→ Excerpt to read:
================================
Context, the nature of the task, and professional judgment will ultimately decide whether or not consulting a social scientist is necessary to help solve a national security problem.

2. Basic academic research is useful even if it does not yield an immediate applied payoff.

Policymakers and journalists often lament that political scientists and their compatriots prefer jargon, mathematical abstractions, and parsimonious theories to ideas that are of clear use to policy concerns. It’s true that most of what is printed in The American Political Science Review has little to no practical utility or relevance. But that’s also the point.

The core mission of the spy is to gather intelligence, the core mission of the soldier is to fight the nation’s enemies, and the core mission of the social science academic is to contribute to knowledge. Many academics would not have suffered through the toil of a doctoral program if they did not value knowledge for knowledge’s sake. Hence, to call their research abstract and impractical is to miss the point entirely.

Also, without basic research there can be no practical applications. This is clear in the “hard” sciences, where absent-minded physicists and mathematicians made discoveries that led to powerful military and civilian applications. Cumulative knowledge about the world is what ultimately paves the way for useful tools. By making practical application the sole criterion of social scientific research value, government consumers paradoxically ensure that they will never get the best research applications.

Basic research that challenges the assumptions of policy also can be highly valuable.  The idea that monopoly of force is what makes a state, first professed a century ago by the social scientist Max Weber, is now extremely controversial. One of the more depressing tragedies of American nation-building efforts is how much blood and treasure was lost pursuing an objective (host nation monopoly of force) that may not have been necessary or possible to begin with. Had policymakers paid attention to the research, perhaps they might have arrived at a different course of action.

Sure, most basic research is probably not relevant to day-to-day practitioner needs. But practitioners should not completely discount the possibility that dry, jargon-filled journal articles might be of value.

3. Academics studying war and conflict must engage with domain-specific research and knowledge that practitioners utilize.

One of the great barriers to greater cooperation between social scientists and the military is the existence of two parallel sources of knowledge regarding war and conflict. 

In the purely academic sphere, linkages between the volumes of literature produced by strategy scholars, military historians, security practitioners, and those of mainstream social scientists are few and far between. In particular, Infinity Journal’s A.E Stahl argues that subfields of mainstream political science that study international conflict often neglect the conduct of war. Social science academics also frequently ignore or misunderstand technical details of war, weapons, and how the US military-industrial complex functions.

There are prominent exceptions to this generalization. Bear Braumoeller, author of one of the most sophisticated and widely acclaimed new works on international security, engages and responds to Clausewitz. One can agree or disagree with Stephen Biddle’s methodologically dense work Military Power while nonetheless acknowledging that Biddle read the military history and considered technical problems often ignored by international security research.

At the end of the day, academics are unlikely to have the vast command of military-technical detail that practitioners do. Nor will disciplinary divides between American social science and military history and/or war studies be bridged tomorrow. But social science academics would undoubtedly benefit from familiarizing themselves with both the tools of the trade relevant to practitioners and the literature that matters most in war college panel discussions and national security forums.
================================
→ Supplied data:
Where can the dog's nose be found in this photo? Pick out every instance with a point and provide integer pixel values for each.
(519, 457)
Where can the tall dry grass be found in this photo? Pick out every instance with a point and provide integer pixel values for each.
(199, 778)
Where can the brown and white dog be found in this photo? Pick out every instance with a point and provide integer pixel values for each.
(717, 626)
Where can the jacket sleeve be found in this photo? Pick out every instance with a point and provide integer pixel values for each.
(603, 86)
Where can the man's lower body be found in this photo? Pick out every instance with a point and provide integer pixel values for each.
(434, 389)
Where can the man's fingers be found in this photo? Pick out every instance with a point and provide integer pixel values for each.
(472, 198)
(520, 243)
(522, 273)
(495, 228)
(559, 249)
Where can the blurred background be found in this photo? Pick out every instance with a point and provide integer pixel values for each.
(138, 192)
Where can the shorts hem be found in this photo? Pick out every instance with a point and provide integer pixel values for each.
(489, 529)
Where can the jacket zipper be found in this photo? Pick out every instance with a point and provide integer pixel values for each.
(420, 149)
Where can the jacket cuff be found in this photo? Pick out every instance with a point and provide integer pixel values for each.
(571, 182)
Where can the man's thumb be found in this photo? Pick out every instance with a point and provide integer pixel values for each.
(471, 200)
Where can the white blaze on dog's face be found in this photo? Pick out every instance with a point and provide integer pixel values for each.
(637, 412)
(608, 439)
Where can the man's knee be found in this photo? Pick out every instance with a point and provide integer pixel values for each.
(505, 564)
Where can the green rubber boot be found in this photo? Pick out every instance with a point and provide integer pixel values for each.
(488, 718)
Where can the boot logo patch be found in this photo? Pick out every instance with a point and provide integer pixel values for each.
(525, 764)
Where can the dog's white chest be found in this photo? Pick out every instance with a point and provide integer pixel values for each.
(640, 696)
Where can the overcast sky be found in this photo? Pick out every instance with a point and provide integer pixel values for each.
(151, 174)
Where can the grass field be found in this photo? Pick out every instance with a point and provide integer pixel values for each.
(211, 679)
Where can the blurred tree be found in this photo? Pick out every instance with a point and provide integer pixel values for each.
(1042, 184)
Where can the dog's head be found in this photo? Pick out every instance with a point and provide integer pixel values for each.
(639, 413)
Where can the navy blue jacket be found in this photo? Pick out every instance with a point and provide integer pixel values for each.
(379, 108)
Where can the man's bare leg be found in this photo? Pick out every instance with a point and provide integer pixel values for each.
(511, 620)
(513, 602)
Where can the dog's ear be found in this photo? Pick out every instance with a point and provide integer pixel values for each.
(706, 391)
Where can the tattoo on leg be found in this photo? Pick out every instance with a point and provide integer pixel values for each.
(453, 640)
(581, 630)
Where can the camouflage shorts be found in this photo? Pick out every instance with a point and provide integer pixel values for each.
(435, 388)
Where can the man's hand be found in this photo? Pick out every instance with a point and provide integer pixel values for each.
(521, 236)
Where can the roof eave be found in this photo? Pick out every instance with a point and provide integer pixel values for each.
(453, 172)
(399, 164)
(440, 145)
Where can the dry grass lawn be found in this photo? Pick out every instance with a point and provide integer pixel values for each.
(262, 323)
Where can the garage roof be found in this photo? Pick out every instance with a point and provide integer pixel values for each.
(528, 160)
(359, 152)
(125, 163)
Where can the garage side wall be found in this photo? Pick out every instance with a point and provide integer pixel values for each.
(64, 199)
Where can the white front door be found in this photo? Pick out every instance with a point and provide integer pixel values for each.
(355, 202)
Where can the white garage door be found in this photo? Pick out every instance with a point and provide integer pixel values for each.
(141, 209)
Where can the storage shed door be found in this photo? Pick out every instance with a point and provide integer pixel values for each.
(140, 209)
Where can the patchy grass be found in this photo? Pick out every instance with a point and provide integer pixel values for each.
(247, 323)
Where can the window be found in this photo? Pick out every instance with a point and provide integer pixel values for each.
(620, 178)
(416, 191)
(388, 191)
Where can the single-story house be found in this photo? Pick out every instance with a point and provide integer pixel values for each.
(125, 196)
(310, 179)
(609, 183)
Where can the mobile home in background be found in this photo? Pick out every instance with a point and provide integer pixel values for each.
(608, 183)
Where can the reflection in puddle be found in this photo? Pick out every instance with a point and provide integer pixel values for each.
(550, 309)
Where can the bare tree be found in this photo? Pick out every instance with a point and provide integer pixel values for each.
================================
Continue the essay on social scientists and national security practitioners, starting right after its final sentence.

4. The concept of “policy relevance” is not the only viable model of academia-policy collaboration.

Academics and practitioners both share a flawed image of how they should relate to each other: the notion of “policy relevance.” In theory, the academic publishes some peer-reviewed social science research that is relevant to a government concern. In return for making jargon-free yet rigorous research that is of value to the government consumer, the academic is rewarded with attention and support from Uncle Sam. Everyone is happy, right? There is one big flaw with this model. What an academic considers “relevant” may not be so relevant to the practitioner, and what a practitioner considers relevant may be unpalatable to the academic.

Peer-reviewed academic research also competes with thousands of think-tank reports, op-eds, and white papers tailored specifically to the desires of policy. Unless academics try to mimic think-tanks and advocacy groups, what the Ivory Tower considers relevant often won’t be relevant enough to Langley or the Pentagon. A timely think-tank report condensed to a memo or a PowerPoint will always beat a thick but “relevant” journal article. Both sides of the divide also have different expectations about what “policy relevant” research constitutes – and these expectations aren’t easy to resolve.

This doesn’t mean that we ought to throw the policy relevance concept out the window. But policy relevance should be qualified and contrasted with an alternative model: applied projects and partnerships that match social scientific methodology and subject matter expertise to government need. The government benefits from research and analysis that is tailored to its unique problems. And in turn, academics get opportunities to demonstrate the utility of their ideas and methods while also field-testing them on difficult challenges.

My frequent co-author John P. Sullivan has recently begun a profitable partnership with the University of Southern California (USC)’s CREATE Institute. Sullivan and CREATE utilize game theory and multi-agent simulation to develop more robust police deployments. Sullivan gains by working with academics on solutions to help make Los Angeles safer. USC academics, in turn, have an applied environment to further develop their theory of security games.

There are a variety of possible models of policy-academia cooperation, and “policy relevance” is only one of them. We do ourselves a disservice by making it the exemplar.

5. Government-funded social science research efforts require careful consideration and evaluation.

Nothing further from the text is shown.